= Reading text =
--- START ---

In 1880, French Modernist sculptor, Auguste Rodin, was commissioned to produce a monumentally-sculpted main door for a planned Museum of Decorative Arts in Paris. The aesthetic theme and subject matter was left to Rodin's discretion, however, it was agreed that the door would be delivered five years later, in 1885. Rodin worked on the commission (on and off) for 37 years, until his death in 1917.
Rodin, inspired by the great Italian Poet Dante Alighieri, selected the theme "The Gates of Hell," taken from The Inferno. He designed the model for a massive bronze door, embellished (on and around the door) with 180 cast figures (the smallest being about 6 inches tall and the largest a little over three feet). Rodin originally named this largest figure "The Poet"—though scholars remain uncertain who this figure was meant to represent: Dante? Adam? Rodin himself?
In 1917, the year Rodin died, the model was taken to the foundry, to finally be cast in bronze. "The Poet," the largest of the figures, had previously been cast (as a stand-alone piece) and reminded some of the metal workers of Michelangelo's Renaissance marble sculpture of Lorenzo di Medici—seated, pensively, atop his tomb in Florence—known by the Italian nickname Il Pensieroso ("The Thinker"). These workers re-named Rodin's "Poet" Le Penseur ("The Thinker"). Well before the doors were cast, Rodin had started to see the possibility of casting Le Penseur as a stand-alone piece.

--- END ---

[Source listing]
--- START ---

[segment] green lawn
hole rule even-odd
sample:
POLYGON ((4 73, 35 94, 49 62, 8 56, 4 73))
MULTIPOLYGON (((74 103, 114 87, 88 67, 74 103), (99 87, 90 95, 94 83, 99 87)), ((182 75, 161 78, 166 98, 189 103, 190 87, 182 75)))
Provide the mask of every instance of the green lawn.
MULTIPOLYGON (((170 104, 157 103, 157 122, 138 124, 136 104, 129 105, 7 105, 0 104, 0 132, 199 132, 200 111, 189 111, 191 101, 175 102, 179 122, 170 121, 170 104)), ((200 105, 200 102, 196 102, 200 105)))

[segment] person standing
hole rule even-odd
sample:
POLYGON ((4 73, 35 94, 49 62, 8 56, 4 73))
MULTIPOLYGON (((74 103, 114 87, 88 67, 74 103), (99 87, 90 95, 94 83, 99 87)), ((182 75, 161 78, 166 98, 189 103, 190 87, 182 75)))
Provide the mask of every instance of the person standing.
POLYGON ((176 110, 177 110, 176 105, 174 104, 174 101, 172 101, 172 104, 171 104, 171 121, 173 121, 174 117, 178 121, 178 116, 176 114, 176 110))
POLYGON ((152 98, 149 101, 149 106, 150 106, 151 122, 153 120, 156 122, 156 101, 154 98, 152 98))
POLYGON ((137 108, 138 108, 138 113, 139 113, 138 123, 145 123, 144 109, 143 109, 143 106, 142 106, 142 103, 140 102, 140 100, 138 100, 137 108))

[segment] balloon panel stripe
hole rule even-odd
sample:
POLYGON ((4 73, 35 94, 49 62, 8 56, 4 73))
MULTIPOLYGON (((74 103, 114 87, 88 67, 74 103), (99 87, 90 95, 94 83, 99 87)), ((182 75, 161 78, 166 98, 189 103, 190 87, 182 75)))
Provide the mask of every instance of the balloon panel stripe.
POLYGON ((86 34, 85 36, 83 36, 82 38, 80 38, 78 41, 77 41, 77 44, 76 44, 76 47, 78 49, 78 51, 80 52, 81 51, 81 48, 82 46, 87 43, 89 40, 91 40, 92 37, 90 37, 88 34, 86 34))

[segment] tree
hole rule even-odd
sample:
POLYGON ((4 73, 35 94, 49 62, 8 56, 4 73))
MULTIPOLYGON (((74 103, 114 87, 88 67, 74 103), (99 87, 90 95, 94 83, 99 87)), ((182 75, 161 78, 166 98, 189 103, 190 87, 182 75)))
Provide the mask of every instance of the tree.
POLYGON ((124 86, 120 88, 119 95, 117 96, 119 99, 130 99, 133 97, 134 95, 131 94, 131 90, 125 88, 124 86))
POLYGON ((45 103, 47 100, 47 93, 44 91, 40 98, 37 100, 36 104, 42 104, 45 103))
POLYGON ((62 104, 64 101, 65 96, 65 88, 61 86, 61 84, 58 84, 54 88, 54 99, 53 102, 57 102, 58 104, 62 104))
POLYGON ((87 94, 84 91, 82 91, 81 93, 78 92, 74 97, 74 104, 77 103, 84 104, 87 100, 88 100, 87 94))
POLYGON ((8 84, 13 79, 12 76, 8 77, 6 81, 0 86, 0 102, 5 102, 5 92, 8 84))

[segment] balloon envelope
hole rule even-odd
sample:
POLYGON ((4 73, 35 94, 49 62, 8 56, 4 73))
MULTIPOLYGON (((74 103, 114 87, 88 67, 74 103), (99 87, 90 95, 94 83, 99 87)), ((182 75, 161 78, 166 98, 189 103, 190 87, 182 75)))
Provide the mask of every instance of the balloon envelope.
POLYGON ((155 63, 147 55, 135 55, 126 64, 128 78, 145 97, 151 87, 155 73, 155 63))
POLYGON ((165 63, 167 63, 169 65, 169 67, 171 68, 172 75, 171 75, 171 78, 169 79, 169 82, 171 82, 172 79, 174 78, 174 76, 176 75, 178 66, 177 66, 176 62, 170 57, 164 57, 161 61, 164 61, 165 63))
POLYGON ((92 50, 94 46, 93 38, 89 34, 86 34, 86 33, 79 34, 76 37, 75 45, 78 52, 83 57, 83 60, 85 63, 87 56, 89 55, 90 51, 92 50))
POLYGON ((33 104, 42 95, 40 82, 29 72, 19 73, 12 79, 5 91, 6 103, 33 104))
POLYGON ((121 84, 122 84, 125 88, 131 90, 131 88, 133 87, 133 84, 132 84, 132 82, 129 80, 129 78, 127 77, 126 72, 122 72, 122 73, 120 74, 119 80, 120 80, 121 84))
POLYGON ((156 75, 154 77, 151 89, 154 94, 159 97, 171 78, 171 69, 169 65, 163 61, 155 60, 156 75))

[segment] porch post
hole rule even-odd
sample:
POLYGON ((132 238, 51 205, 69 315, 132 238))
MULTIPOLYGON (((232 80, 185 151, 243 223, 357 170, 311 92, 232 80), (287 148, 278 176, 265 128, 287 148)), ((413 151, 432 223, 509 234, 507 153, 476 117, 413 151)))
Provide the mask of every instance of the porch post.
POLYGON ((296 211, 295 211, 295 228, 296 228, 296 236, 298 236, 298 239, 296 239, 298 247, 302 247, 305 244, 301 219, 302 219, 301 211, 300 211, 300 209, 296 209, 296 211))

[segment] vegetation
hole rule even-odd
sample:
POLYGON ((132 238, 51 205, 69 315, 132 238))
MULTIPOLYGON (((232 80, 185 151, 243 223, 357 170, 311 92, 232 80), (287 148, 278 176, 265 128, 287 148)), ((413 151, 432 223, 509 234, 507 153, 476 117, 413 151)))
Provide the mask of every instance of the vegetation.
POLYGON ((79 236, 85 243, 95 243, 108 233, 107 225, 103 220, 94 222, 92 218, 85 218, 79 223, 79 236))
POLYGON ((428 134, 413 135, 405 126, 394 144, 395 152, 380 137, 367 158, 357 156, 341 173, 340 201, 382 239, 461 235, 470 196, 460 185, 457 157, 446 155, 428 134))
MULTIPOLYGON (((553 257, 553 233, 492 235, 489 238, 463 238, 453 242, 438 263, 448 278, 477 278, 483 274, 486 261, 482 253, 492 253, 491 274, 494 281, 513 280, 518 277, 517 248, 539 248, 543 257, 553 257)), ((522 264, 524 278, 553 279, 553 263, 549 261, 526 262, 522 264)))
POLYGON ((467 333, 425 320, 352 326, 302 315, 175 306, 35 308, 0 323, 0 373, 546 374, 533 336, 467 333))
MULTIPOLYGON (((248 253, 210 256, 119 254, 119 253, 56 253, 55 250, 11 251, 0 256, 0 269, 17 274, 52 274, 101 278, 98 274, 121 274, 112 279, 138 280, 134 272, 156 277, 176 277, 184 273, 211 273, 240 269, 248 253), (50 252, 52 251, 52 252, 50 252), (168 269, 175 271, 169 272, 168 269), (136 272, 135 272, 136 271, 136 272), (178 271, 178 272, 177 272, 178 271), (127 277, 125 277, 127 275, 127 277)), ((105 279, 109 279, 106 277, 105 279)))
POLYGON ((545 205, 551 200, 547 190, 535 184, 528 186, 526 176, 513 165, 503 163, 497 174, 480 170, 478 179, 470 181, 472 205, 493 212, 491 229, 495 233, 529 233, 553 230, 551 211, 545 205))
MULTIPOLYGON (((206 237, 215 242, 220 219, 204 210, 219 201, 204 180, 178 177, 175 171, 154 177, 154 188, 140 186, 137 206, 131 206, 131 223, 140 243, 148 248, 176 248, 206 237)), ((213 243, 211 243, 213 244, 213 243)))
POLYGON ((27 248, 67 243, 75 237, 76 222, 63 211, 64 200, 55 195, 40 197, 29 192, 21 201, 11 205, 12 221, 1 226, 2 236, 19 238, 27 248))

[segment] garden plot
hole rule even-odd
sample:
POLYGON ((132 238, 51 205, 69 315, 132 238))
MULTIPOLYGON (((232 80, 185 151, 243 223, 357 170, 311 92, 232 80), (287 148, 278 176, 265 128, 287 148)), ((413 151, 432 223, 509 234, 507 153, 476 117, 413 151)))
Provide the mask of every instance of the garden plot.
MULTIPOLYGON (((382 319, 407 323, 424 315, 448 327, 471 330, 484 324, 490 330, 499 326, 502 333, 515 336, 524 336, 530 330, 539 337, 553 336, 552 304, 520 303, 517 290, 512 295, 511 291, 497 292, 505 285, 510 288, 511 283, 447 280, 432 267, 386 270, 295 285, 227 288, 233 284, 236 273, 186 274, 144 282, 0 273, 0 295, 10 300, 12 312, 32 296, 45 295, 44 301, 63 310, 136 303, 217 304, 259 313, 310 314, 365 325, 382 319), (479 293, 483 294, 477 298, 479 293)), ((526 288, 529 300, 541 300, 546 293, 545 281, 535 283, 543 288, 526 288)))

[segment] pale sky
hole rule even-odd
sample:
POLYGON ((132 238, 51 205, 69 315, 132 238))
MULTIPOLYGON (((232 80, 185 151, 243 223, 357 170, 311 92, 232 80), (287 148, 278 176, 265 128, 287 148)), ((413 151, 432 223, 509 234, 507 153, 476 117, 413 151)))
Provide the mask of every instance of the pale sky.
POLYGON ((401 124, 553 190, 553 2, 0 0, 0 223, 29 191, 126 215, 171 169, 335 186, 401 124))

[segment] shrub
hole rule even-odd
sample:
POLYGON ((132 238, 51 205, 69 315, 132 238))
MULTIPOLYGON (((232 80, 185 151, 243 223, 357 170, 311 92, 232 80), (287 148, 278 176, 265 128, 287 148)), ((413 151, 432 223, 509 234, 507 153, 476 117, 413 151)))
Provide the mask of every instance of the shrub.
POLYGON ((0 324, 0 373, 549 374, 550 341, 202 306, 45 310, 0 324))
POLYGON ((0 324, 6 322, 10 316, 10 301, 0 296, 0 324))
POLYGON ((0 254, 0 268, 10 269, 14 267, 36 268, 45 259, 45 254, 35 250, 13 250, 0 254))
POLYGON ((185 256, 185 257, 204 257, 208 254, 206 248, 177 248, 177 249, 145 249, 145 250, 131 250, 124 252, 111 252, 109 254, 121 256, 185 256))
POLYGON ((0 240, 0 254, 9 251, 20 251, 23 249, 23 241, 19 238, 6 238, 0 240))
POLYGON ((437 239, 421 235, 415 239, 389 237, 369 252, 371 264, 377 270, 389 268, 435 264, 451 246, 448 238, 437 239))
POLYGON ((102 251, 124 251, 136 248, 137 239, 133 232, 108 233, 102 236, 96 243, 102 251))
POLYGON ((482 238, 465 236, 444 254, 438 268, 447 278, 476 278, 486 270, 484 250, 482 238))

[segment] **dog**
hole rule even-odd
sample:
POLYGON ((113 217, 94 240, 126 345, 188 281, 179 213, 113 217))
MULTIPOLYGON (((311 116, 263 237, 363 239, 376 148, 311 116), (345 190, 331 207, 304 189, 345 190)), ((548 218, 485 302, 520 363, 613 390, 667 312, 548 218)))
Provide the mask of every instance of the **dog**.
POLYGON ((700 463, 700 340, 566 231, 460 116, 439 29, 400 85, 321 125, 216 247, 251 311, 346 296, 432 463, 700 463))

--- END ---

= Problem A =
Please transcribe the part of the Rodin text that opens with the words containing "Rodin, inspired by" and closes with "Adam? Rodin himself?".
= Problem B =
Go on with the Rodin text from the point where it stops.
The listing plays no part in what comes next.

= Response box A =
Rodin, inspired by the great Italian Poet Dante Alighieri, selected the theme "The Gates of Hell," taken from The Inferno. He designed the model for a massive bronze door, embellished (on and around the door) with 180 cast figures (the smallest being about 6 inches tall and the largest a little over three feet). Rodin originally named this largest figure "The Poet"—though scholars remain uncertain who this figure was meant to represent: Dante? Adam? Rodin himself?

= Response box B =
Sadly, the planned Museum of Decorative Arts was never built. So the original bronze door casting was sent to the brand new Musée Rodin in Paris (which opened in 1919). Two more doors were cast at about the same time: one is at the Rodin Museum in Philadelphia and the other is at the National Museum of Western Art in Tokyo. Subsequently (after Rodin's death) four other doors had been authorized and can be found in Zurich, Mexico City, Seoul, and at Stanford University in California.
"The Thinker" was cast independently—in a larger, monumental size—under Rodin's supervision in 1904. Originally, it was placed outdoors, before The Pantheon, however it was moved into the Musée Rodin in 1922. Another 27 monumental copies of The Thinker have been cast and can be found in various museums and other public locations around the world. It is not clear which ones were created under Rodin's supervision. And, subsequently, other, smaller versions have been cast (with or without Rodin's involvement).
These cast iron bookends were made only about 20 years after the first "Thinker" was unveiled in 1904. But the iconic pose, its pensive energy, spoke volumes to people of the early Twentieth Century—as they contemplated the disruptive changes they witnessed around them: war, industry, modern life. Perhaps Le Penseur still speaks to the human condition today. Click on the photo to learn more about these bookends.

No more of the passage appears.